United Dead Nations is a project of memory in times of post-history. Its locus is chosen to be the former Yugoslav, now Serbian Pavilion—seen from the venue’s own historical perspective of national and state order, political movements and crises experienced from the time of the Pavilion’s foundation at the Venice Biennale in 1938 until today. Through a floor installation, the artist Ivan Grubanov will examine ideological, political and cultural terms of “nation/state/state of nations,” and the process of their creation, rule and disappearance. This process is symbolically represented through various ritualistic and artistic interventions made on flags of countries, which have, due to political upheavals, stopped existing as such since the founding of the Venice Biennale in 1895: the Austro-Hungarian Empire (1867–1918), the Ottoman Empire (1299–1922), Gran Colombia (1819–1930), Tibet (1913–51), United Arab Republic (1958–71), South Vietnam (1955–75), German Democratic Republic (1949–90), USSR (1922–91), Czechoslovakia (1918–92) and Yugoslavia (1918–2003).

Written instruction: Copy the passage above on the United Dead Nations project word for word, in full.

Stored rows:
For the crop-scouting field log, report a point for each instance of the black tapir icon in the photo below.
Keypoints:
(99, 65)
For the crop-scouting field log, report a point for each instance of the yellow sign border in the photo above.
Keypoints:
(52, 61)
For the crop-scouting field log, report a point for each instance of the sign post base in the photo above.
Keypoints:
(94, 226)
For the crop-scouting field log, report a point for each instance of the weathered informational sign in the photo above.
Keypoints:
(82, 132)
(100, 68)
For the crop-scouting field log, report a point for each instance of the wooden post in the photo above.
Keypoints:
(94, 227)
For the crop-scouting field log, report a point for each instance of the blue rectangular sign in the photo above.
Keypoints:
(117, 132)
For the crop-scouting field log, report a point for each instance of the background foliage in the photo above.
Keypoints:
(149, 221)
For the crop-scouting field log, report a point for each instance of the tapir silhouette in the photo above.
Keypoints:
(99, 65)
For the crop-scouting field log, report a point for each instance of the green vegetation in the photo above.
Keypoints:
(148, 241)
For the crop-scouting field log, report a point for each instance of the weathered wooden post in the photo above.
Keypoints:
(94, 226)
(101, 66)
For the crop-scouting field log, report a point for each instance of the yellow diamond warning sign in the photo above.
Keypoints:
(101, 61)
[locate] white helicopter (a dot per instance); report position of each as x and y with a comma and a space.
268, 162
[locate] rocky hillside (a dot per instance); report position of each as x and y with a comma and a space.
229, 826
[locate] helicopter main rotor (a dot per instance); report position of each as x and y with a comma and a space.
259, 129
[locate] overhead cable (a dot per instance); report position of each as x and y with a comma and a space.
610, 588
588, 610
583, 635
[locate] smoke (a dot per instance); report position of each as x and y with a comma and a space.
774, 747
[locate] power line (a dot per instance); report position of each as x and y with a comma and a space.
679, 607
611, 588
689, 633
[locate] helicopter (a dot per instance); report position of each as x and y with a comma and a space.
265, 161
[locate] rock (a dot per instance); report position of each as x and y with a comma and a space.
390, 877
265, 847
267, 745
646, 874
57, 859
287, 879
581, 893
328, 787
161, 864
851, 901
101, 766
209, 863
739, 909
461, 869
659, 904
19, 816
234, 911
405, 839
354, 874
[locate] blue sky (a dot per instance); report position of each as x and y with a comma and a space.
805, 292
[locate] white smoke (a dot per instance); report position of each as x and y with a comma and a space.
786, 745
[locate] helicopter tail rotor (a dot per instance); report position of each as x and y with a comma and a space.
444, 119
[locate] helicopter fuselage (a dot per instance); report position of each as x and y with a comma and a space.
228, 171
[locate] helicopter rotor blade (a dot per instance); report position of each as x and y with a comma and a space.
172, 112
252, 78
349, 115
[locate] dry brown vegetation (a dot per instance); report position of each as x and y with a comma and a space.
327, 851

Output for this task:
United Dead Nations is a project of memory in times of post-history. Its locus is chosen to be the former Yugoslav, now Serbian Pavilion—seen from the venue’s own historical perspective of national and state order, political movements and crises experienced from the time of the Pavilion’s foundation at the Venice Biennale in 1938 until today. Through a floor installation, the artist Ivan Grubanov will examine ideological, political and cultural terms of “nation/state/state of nations,” and the process of their creation, rule and disappearance. This process is symbolically represented through various ritualistic and artistic interventions made on flags of countries, which have, due to political upheavals, stopped existing as such since the founding of the Venice Biennale in 1895: the Austro-Hungarian Empire (1867–1918), the Ottoman Empire (1299–1922), Gran Colombia (1819–1930), Tibet (1913–51), United Arab Republic (1958–71), South Vietnam (1955–75), German Democratic Republic (1949–90), USSR (1922–91), Czechoslovakia (1918–92) and Yugoslavia (1918–2003).